The server is only two and a half years old (see Hyper-Ventilation, Act I), and I buy Dell stuff because it usually outlasts the lifespan of the software I run and ends up being donated to a needy acquaintance (with the hard drives removed, of course). But I suppose the sometimes extreme temperatures reached in the server cabinet can't have helped, especially as we've had a couple of very warm years and last week was a scorcher here. Though it has made me feel less like I trust the backup server I bought at the same time.
Ah, but surely there's no problem when a server fails? Just fire up the exported VM image backups on the other machine and I'm up and running again. Except that, unfortunately, I've been less than strict about setting things up generally on the network. Thing is, I was planning for a disaster such as a disk failure, which is surely more likely that a motherboard failure. With a disk failure it's just a matter of replacing the disk then restoring from a backup or importing the exported VMs. But a completely dead box raises lots of different issues. I know I should have nothing running within the Hyper-V host O/S, but somehow I ended up with one server having the backup domain controller running on the host O/S and the other (the main one) with the host O/S running WSUS, the SMTP server, Windows Media Services, the scheduled backup scripts, the website checker, and probably several other things I haven't discovered yet.
Therefore, while that main hosted server VMs (the FSMO domain controller, web server, ISA server, and local browser) fired up OK on the backup server, all the other stuff that makes the network work was gone. And then it got worse. The backup of the FSMO domain controller was a week old, and so it kept complaining that it didn't think the FSMO role was valid. And none of the recommended fixes using the GUI tools or ntdsutil worked. So I ended up junking the FSMO domain controller, forcing seizure of the roles on the backup domain controller, and then using ntdsutil to clean up the AD metabase. Afterwards, I discovered this document about virtualizing a domain controller which says "Do not use the Hyper-V Export feature to export a virtual machine that is running a domain controller" and explains why.
I certainly recommend you read the domain controller document. There's a ton of useful information in there, even though much is aimed at enterprise-level usage. However, when you get to the part about disabling write caching and using the virtual SCSI disk controller, look at this document that says you must use the virtual IDE controller for your start-up disk in a VM. But, coming back to the issue of backing up/exporting a VM'd domain controller, it looks like the correct answer is to run a regular automated backup within the DC's VM to a secure networked location instead. I've set it up for both the virtual and physical DCs to run direct to a local share and then get copied to the NAS drive, which will hopefully give me a fighting chance of getting my domain back next time. After you set up a scheduled backup in Windows Server Backup manager you can open Task Scheduler, find the task in the Microsoft | Windows | Backup folder, and change the schedule if you want something different from one or more times a day. And make sure any virtual DC VMs are set to always start up when the host server starts so that the FSMO DC can confirm it actually is the valid owner of the roles.
It does seem like a workable last resort disaster recovery strategy if a DC does fail is to force its removal from the domain and rebuild it from scratch. As long as you have one DC still working, even if it's not the FSMO, you should still be able to get (most of) your domain back by using it to seize the FSMO roles that were held by the dead DC and then cleaning it up afterwards. However, I wouldn't recommend this as a back-up strategy.

§ **Rows of box annotation data**:

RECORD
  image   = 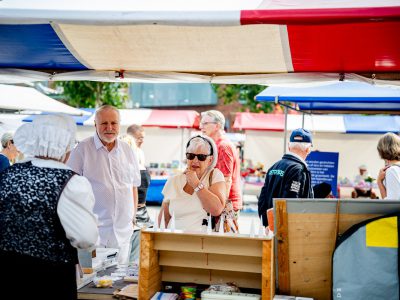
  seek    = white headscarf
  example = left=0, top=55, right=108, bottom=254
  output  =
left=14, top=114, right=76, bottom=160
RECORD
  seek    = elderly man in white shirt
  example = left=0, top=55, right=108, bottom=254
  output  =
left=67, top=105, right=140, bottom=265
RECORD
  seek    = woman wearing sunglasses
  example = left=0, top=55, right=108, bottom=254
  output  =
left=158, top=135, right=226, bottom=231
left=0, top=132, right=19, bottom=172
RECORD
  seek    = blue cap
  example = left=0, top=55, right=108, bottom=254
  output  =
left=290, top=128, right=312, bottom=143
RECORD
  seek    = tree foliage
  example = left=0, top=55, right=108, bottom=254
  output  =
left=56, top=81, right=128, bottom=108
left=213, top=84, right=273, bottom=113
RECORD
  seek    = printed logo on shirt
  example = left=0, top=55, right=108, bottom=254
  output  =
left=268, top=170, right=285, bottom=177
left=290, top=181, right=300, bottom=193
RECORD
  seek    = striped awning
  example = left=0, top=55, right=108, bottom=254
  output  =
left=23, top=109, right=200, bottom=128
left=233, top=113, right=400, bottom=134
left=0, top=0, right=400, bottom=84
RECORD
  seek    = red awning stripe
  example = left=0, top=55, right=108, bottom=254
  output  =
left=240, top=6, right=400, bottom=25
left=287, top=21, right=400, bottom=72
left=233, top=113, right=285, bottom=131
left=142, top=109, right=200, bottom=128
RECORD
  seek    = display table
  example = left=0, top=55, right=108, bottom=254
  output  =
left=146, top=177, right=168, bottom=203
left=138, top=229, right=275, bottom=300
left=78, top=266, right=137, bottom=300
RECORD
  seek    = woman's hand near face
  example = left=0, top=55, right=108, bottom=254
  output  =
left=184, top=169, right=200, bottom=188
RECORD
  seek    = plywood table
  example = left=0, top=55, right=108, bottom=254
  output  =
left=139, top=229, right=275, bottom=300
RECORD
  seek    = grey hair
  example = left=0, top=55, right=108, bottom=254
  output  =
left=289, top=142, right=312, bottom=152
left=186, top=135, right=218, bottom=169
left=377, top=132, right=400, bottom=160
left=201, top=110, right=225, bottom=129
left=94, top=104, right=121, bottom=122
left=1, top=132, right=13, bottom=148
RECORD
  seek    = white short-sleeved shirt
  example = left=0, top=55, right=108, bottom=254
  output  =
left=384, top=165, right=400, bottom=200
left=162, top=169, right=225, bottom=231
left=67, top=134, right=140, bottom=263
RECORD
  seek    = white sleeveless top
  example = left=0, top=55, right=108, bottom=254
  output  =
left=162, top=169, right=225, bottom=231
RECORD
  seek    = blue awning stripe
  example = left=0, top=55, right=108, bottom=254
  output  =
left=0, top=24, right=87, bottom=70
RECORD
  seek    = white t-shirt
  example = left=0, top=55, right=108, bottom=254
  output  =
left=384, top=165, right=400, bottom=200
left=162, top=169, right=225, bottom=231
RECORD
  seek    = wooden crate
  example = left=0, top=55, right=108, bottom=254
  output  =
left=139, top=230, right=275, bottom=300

§ **Work required**: Set down, word for word, the part of the server-failure text that runs from "The server is" up to and including "the same time.".

§ **Task output**:
The server is only two and a half years old (see Hyper-Ventilation, Act I), and I buy Dell stuff because it usually outlasts the lifespan of the software I run and ends up being donated to a needy acquaintance (with the hard drives removed, of course). But I suppose the sometimes extreme temperatures reached in the server cabinet can't have helped, especially as we've had a couple of very warm years and last week was a scorcher here. Though it has made me feel less like I trust the backup server I bought at the same time.